__SHORT EXERCISE__
Substitute "mark" for "tag" in the records, starting with the line that contains "of the white" and going on through the end of the records. Give only those lines, with everything else unchanged.

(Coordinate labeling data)
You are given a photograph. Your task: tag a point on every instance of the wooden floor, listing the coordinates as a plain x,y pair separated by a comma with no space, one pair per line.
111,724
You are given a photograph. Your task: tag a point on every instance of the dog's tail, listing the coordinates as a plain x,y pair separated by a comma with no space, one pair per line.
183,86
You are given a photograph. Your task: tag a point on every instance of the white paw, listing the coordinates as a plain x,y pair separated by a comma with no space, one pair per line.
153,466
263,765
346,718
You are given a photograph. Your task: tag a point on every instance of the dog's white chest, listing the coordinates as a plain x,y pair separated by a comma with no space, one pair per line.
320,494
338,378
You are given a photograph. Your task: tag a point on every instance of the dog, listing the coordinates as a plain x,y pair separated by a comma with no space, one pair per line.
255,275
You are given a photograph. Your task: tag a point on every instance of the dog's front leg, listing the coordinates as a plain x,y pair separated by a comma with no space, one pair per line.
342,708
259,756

__PROBLEM SOLUTION__
You are given a photograph. Your task: mark a point on every instance of the white paw, listing the coordinates as a plain x,y pair separated by a comma with no space, one pair per line.
153,466
263,765
346,718
You are given a photograph. Your task: mark a point on every instance of the dog's white chest, listing the coordinates as a plain x,y pair separated by a comma with no space, one pair per line.
320,494
338,378
You are given a photograph. Your task: mark a point on every instance of the dog, listing the coordinates as a plain x,y pair separated by a comma with no space, one pair per line.
255,275
You are given a photograph. Your task: mark a point on every instance of the dog's front leg, listing the coordinates as a plain x,y pair separated by a comma with no space, one pair per line.
342,708
259,756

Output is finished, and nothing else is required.